======== Source data ========

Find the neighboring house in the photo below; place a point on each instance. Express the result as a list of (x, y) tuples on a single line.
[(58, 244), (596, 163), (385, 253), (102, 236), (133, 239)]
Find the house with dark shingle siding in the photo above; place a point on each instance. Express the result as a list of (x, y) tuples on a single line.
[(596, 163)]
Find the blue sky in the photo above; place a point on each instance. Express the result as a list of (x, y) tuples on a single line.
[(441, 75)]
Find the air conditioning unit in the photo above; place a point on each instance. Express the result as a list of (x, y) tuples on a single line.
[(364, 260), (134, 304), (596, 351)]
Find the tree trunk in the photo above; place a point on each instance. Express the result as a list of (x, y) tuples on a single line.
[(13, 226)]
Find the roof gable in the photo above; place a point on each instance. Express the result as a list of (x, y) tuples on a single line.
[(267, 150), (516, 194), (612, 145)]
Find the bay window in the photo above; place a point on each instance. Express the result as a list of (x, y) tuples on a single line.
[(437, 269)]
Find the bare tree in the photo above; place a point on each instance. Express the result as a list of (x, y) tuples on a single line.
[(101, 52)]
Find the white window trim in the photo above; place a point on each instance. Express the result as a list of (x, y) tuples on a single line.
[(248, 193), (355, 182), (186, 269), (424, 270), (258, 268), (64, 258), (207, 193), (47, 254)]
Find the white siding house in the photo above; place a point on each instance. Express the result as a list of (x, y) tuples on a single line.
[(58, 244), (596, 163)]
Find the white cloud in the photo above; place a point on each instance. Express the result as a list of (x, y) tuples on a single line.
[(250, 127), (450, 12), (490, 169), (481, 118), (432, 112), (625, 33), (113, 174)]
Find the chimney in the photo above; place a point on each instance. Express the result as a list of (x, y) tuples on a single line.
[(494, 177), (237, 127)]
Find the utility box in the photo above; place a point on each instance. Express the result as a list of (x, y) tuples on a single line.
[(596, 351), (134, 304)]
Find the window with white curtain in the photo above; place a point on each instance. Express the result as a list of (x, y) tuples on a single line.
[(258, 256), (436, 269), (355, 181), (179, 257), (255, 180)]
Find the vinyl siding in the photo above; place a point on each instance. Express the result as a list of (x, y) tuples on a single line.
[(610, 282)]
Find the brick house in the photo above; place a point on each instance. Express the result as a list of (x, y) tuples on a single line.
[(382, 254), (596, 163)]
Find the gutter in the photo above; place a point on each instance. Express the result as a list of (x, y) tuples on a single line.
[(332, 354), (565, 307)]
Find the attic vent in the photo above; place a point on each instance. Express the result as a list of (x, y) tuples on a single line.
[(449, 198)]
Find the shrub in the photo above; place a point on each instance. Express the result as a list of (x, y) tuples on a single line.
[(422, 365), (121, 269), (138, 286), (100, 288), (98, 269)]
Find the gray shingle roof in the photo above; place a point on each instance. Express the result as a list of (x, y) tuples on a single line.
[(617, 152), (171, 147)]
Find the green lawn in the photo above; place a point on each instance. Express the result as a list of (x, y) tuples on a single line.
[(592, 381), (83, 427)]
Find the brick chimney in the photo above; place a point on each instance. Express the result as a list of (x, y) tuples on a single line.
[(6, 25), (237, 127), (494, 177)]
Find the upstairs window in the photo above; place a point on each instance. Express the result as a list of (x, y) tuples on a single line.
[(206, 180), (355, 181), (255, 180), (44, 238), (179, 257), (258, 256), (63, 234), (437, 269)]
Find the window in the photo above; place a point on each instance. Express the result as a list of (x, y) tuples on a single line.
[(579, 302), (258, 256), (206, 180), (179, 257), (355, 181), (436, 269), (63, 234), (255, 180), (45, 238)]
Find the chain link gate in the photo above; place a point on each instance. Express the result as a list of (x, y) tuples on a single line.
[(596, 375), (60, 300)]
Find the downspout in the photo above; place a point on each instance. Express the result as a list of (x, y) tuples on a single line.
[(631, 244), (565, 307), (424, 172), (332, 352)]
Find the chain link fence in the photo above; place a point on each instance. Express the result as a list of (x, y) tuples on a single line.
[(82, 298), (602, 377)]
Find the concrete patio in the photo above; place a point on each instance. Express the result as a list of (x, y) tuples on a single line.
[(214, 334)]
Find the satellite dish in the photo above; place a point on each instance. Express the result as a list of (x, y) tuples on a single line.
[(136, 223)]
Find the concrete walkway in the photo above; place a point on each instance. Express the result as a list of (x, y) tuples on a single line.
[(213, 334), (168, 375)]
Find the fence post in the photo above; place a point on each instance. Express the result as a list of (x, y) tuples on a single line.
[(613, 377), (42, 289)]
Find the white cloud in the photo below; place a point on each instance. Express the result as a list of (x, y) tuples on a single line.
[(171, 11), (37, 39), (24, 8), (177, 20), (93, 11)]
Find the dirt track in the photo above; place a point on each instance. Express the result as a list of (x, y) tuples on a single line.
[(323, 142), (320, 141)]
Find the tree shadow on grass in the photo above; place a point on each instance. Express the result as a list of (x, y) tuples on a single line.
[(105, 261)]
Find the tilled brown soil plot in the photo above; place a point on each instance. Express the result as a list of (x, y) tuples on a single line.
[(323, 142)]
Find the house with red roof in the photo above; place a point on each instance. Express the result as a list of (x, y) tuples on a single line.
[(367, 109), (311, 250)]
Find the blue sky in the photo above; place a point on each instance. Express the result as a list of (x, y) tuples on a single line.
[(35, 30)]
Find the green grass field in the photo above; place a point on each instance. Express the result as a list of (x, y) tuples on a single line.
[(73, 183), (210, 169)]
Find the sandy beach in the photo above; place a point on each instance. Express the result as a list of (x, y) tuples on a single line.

========

• **Assignment**
Each record above should be returned exactly as it appears.

• **Exercise output**
Find the neighboring house in the photo below; place a point on each instance. Express the result as a list of (x, y) tuples on a single line.
[(58, 244), (596, 163), (385, 253), (102, 236), (133, 239)]
Find the house with dark shingle siding in the photo above; place a point on each instance. Express the result as a list of (x, y) tuples on a single line.
[(596, 163)]
Find the blue sky in the photo above; place a point on each instance. Express the result as a list of (x, y) tuples on a single line.
[(441, 75)]
Find the air conditioning unit in the photo above; place a point on each instance. Express the result as a list of (x, y) tuples on a single line.
[(364, 260), (134, 304), (596, 351)]
Find the tree trunk in the photo above; place a point on each instance. Express the result as a list of (x, y) tuples on a single line.
[(13, 226)]
Find the roof gable in the photo above; place a point on each instance. Express the result as a list of (x, y) tuples on a single line.
[(267, 150), (516, 194), (612, 145)]
Find the bay window in the photo above; place a point on each instance. Express the result as a list of (x, y) tuples on a single line.
[(437, 269)]
Find the bare tree in the photo above; place a point on each instance. Express the result as a list of (x, y) tuples on a single line.
[(101, 52)]
Find the white window trim in the photo above; place a point on each instance. Express the result as a list of (x, y) tuples on a single line.
[(248, 193), (355, 182), (186, 269), (424, 270), (258, 268), (64, 258), (207, 193), (47, 254)]
Find the white siding house in the photo above; place a point on each instance. Express the result as a list of (x, y) tuples on a single line.
[(58, 244), (596, 163)]
Find the white cloud in the photo above; place a point on each instance. Express the result as a list of (x, y) tuples on a single line.
[(250, 127), (450, 12), (490, 169), (481, 118), (432, 112), (625, 33), (113, 174)]
Find the chimney in the photo above; place a point on each instance. Express the result as a list of (x, y) tuples on a single line.
[(494, 177), (237, 127)]
Find the utility box in the photo above; place a point on each instance. Express the result as a list of (x, y) tuples on a single line.
[(596, 351), (134, 304)]
Find the window with white curtain in the photo above; place a point on each instance. Express the result as a list of (x, y) tuples on a single line.
[(258, 256), (436, 269), (355, 181), (179, 257), (255, 180)]
Find the vinyl siding in the photo above; place a point on each instance. Express the result as a list of (x, y) tuples on a single line.
[(610, 282)]
Find the brick house in the photo above; place a point on each instance. Express the result as a list of (x, y) tuples on a single line.
[(382, 254), (596, 163)]
Find the gutter in the photo above; place a point on each instance. Express the result as a list of (x, y) tuples on a single line.
[(332, 354), (565, 307)]
Find the attic vent in the photo above; place a point on each instance. Express the result as a list of (x, y) tuples on a single line.
[(449, 198)]
Find the shrub in the photo above; place a point on each instance. Express the result as a list of (x, y) tuples on a single line.
[(422, 365), (121, 269), (138, 286), (100, 288), (98, 269)]
Find the gray shingle roof in the photo above; place a point on each instance. Express the result as a list of (x, y) tuples on a single line.
[(617, 152), (171, 147)]
Find the green lawn in the photo above; place a point on each instance. Express the result as a list of (x, y) tuples on a single line.
[(592, 381), (83, 427)]
Find the brick chimney in the photo above; place a point on each instance. Express the result as a list of (x, y) tuples on a single line.
[(6, 25), (237, 127), (494, 177)]
Find the upstairs window in the photo above; place a point on each instance. Express the result as a list of (x, y) tuples on a single line.
[(206, 180), (355, 181), (255, 180), (44, 238), (179, 257), (258, 256), (63, 234), (437, 269)]
Find the window in the photo above; place a point on each instance. Express the result as a list of (x, y) tuples on a single line.
[(579, 302), (258, 256), (206, 180), (179, 257), (355, 181), (436, 269), (63, 234), (255, 180), (45, 238)]
Find the chain link gate in the photo above; place a point on each instance. Express the result as a list of (x, y) tuples on a single line.
[(596, 375), (60, 300)]
Find the downspout in the photo above; place a point on each instance. Express the result as a list of (x, y) tuples on a single line.
[(631, 244), (565, 307), (424, 172), (332, 352)]
Find the chain link fence in the photo above; place a point on each instance. Express the result as a list of (x, y) tuples on a single line.
[(82, 298), (602, 377)]
Find the concrete patio in the photo above; place a point on each instance. Express the result as a list of (x, y) tuples on a single line.
[(214, 334)]
Find the satellite dish in the photo above; place a point on each instance. Express the result as a list of (x, y) tuples on a single line.
[(136, 223)]
Find the concrete walkway in the photo above; place a point on each instance. Express the result as a list of (x, y) tuples on a single line.
[(213, 334), (168, 375)]
Find the fence post in the photo above; place a point on each instance. Express the result as a list of (x, y) tuples on a single line.
[(613, 377), (42, 289)]
Find the white cloud in the photo below; place a point on each instance. Express the result as a list of (x, y) tuples on a single line.
[(171, 11), (37, 39), (24, 8), (177, 20), (93, 11)]
Find the dirt track in the photo above; place a point on each instance. Express the result as a list of (x, y) tuples on a single line.
[(323, 142), (320, 141)]
Find the tree shadow on grass in the photo above; place a point on each instance. Express the result as a list of (x, y) tuples on a single line.
[(105, 261)]
Find the tilled brown soil plot in the photo above; place a point on each instance. Express the result as a list of (x, y) tuples on a single line.
[(323, 142)]
Find the house with red roof in the photo above; place a point on each instance. Express the result as a list of (x, y) tuples on a single line.
[(367, 109), (311, 250)]
Find the blue sky in the photo above; place a point on each instance. Express the result as a list of (x, y) tuples on a single line.
[(35, 30)]
Find the green grass field in the photo above; place a point on each instance. Express the result as a list of (x, y) tuples on a single line.
[(73, 183), (210, 169)]
Find the sandy beach in the photo above; place a point on each instance. Express the result as a list of (x, y) tuples on a single line.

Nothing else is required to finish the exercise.